EXERCISE REQUIREMENTS: Look below for the line containing "trousers and record the pixel coordinates." and the line containing "boot and record the pixel coordinates."; repeat exactly those two lines and all lines between them, and nothing else.

[Records excerpted from a collection]
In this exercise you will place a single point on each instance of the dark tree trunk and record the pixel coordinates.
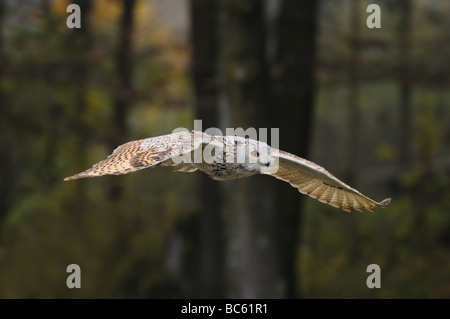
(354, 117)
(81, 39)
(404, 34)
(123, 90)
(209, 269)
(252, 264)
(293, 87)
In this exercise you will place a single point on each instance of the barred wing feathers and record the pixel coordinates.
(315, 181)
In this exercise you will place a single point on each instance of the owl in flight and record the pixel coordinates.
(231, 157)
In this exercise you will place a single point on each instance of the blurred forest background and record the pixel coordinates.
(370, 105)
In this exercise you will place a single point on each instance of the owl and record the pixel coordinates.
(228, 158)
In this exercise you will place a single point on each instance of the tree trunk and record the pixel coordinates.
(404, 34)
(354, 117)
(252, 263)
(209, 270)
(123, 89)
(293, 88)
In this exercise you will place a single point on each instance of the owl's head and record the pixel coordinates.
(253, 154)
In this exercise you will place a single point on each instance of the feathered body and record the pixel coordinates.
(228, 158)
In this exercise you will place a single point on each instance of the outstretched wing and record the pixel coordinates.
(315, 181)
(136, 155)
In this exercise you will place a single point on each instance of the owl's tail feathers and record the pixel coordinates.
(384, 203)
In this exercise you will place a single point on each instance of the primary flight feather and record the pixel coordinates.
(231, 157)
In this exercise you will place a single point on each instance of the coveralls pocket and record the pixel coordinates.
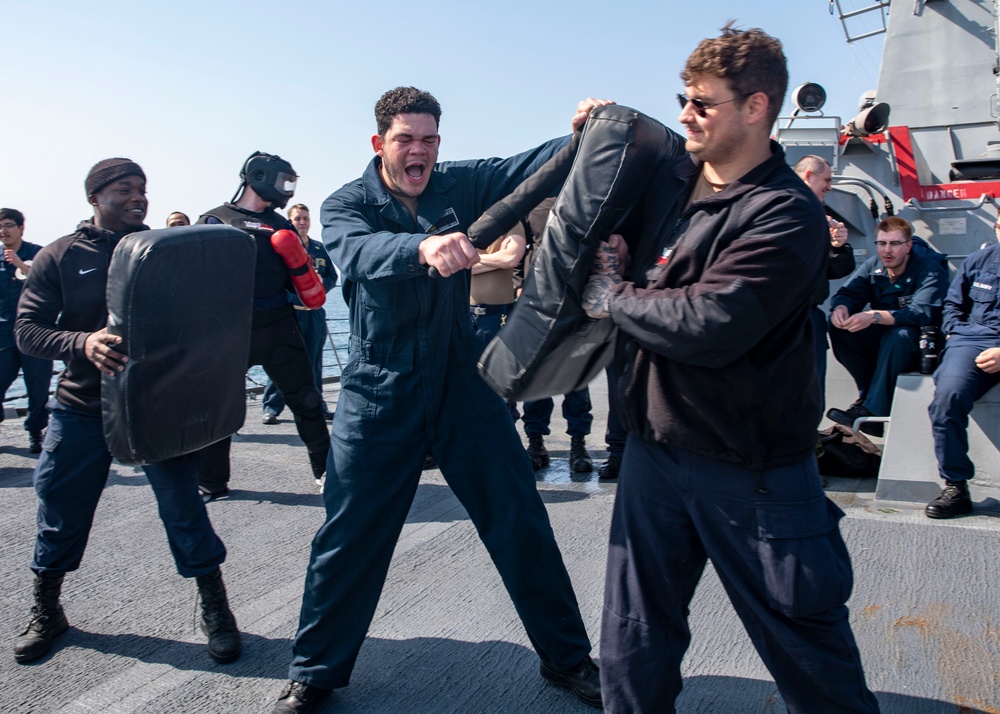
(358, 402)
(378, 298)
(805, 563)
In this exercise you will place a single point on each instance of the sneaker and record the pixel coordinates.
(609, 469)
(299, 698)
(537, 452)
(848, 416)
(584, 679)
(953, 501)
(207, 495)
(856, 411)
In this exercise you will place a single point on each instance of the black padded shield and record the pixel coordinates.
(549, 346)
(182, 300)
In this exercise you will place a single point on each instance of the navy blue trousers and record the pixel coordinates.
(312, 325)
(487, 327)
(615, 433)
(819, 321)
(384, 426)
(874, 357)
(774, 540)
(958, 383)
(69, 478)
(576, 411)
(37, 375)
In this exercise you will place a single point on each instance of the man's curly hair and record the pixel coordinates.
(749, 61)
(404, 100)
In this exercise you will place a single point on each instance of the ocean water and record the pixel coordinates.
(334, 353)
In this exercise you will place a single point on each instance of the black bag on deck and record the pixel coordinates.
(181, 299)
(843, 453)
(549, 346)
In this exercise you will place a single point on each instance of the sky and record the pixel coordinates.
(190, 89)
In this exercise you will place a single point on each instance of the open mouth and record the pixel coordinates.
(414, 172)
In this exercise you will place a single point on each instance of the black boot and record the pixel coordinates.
--
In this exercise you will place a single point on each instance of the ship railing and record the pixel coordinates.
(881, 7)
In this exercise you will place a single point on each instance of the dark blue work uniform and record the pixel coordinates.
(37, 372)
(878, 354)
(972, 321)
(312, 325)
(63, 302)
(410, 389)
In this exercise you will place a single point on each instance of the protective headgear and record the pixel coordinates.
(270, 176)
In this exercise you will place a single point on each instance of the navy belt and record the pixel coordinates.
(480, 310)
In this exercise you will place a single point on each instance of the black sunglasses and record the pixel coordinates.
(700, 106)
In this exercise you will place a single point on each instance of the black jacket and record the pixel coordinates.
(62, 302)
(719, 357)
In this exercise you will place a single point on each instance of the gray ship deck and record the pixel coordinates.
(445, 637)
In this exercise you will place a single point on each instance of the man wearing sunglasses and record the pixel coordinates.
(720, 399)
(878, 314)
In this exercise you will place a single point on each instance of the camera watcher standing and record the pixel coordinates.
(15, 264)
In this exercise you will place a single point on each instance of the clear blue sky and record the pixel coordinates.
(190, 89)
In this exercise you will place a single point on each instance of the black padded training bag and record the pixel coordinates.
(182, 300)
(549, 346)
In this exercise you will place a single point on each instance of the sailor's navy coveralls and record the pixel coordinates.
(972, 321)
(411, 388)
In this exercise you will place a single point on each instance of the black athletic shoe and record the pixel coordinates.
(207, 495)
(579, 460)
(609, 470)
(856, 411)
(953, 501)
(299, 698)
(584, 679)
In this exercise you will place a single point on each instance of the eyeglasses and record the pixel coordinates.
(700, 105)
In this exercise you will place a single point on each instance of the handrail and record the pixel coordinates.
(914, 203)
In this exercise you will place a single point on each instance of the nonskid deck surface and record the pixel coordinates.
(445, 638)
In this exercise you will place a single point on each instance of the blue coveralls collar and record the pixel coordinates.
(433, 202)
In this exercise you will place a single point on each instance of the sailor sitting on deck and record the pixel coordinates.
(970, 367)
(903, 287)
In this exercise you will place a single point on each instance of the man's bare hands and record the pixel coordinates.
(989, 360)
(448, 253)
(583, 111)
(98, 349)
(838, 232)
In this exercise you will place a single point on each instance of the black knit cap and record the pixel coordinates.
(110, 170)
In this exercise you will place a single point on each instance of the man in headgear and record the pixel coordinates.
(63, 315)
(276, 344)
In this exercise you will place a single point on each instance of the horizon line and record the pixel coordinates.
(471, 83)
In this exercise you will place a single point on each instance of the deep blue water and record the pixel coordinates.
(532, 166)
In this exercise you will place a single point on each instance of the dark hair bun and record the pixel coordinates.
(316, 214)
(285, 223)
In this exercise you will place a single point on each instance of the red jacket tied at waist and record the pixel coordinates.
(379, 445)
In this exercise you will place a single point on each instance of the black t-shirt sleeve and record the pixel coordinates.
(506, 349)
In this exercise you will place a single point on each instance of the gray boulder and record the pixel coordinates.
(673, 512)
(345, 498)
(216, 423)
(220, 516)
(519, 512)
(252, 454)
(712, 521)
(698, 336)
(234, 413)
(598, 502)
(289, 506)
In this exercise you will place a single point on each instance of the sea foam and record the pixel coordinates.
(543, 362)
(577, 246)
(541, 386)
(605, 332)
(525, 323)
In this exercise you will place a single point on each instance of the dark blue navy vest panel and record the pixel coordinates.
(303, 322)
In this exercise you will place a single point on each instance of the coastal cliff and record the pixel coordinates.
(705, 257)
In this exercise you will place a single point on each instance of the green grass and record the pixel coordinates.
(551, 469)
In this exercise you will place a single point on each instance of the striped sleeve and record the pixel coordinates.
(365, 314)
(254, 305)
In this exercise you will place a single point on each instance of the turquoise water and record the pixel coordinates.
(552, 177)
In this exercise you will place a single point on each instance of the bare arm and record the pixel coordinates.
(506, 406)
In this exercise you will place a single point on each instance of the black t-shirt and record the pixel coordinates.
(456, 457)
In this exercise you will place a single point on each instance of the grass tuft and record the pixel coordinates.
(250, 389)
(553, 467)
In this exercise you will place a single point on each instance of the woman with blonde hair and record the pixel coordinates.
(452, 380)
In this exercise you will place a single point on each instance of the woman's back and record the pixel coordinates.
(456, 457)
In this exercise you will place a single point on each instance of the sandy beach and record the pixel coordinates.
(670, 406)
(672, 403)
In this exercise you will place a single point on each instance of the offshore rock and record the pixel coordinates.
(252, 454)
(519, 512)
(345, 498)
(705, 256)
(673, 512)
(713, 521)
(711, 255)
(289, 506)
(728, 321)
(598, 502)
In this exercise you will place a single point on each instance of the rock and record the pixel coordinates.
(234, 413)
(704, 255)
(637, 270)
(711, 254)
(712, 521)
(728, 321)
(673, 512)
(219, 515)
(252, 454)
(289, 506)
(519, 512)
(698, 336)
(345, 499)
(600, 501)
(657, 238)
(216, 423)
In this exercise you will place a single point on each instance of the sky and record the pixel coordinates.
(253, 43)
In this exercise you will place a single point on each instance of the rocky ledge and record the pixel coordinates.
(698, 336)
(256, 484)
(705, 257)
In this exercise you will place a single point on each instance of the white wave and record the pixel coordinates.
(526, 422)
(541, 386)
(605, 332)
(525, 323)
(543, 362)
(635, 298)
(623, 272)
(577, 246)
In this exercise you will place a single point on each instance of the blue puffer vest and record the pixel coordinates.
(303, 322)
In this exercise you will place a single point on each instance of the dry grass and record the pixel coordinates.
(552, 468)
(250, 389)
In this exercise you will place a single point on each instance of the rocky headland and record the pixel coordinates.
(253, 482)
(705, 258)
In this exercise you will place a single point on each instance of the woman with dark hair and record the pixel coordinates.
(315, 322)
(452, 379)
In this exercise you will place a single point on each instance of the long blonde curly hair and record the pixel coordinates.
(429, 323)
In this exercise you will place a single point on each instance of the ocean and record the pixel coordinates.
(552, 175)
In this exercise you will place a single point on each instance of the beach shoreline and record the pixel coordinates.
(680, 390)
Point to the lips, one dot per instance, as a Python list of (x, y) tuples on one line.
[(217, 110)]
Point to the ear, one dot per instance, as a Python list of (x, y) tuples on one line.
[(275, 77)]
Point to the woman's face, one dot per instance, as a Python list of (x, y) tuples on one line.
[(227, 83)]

ANSWER TO THIS TASK:
In this exercise you will place a single point on each instance of the navy blue trousers and record the pixel coordinates.
(312, 325)
(487, 327)
(615, 433)
(819, 321)
(384, 426)
(874, 357)
(774, 540)
(958, 383)
(69, 478)
(576, 411)
(37, 375)
In this exercise you will place a single point on each instance of the man's curly hair and record the pixel coordinates.
(749, 61)
(404, 100)
In this exercise you will place a single point on each instance of the ocean water and record the pixel coordinates.
(334, 353)
In this exercise you will place a single point on each instance of the black bag on deck and record the pixel coordinates.
(181, 299)
(843, 453)
(549, 346)
In this exercise you will place a single point on each instance of the sky and record the pixel coordinates.
(190, 89)
In this exercise you will place a single point on each instance of the open mouth and record the pixel coordinates.
(414, 172)
In this exercise you will place a single point on each instance of the black boot and record the pixel coordinates.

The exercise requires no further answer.